- [Description of the task]: Output the stretch of the records below, from the line containing "-- sample [1233,500]." through the end of the records, as a Markdown table with the columns Row and Line. Number each line in Row, put its text in Line, and leave out any blank lines.

Coordinate annotation records
-*-
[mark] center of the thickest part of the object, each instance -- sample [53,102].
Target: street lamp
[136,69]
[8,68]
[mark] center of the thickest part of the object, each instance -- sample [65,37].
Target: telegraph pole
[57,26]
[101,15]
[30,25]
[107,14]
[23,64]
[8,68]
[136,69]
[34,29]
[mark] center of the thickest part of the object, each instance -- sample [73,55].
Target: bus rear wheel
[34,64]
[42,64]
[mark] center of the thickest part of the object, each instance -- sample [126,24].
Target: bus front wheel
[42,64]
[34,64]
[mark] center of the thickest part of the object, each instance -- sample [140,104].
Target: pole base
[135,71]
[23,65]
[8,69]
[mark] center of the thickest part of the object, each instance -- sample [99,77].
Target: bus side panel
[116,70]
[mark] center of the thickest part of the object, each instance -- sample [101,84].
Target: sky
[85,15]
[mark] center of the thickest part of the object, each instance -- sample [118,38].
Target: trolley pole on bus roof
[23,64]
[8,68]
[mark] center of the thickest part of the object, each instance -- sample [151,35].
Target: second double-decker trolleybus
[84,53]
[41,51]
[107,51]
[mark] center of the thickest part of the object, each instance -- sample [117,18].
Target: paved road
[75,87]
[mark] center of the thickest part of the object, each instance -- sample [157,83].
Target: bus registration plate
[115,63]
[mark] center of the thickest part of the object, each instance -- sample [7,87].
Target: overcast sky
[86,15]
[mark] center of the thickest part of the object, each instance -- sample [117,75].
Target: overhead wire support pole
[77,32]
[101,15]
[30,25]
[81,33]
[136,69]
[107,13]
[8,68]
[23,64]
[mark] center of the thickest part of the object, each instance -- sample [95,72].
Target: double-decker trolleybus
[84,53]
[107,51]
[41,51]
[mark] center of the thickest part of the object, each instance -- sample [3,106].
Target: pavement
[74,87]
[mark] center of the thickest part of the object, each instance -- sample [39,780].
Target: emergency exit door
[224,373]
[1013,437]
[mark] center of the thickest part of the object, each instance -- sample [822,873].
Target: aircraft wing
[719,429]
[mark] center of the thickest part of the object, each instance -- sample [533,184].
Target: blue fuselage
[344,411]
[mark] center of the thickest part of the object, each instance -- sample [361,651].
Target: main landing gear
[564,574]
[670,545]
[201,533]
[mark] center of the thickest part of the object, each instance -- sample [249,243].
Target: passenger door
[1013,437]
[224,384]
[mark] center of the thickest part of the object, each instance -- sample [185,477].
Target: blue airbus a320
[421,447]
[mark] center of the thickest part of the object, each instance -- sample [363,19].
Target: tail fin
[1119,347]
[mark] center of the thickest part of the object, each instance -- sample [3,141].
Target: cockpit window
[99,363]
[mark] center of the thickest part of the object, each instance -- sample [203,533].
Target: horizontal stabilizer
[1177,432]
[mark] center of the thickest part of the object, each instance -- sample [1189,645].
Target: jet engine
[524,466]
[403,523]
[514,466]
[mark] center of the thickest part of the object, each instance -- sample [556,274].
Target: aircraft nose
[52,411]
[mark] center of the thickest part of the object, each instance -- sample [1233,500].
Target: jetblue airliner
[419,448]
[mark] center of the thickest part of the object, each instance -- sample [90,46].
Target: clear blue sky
-*-
- [Final result]:
| Row | Line |
|---|---|
| 1 | [mark] center of the thickest part of the object, each instance -- sample [1233,500]. |
| 2 | Target: jetblue airliner |
| 3 | [419,448] |
| 4 | [mark] center of the thickest part of the object, each instance -- sample [90,46]. |
| 5 | Target: clear blue sky |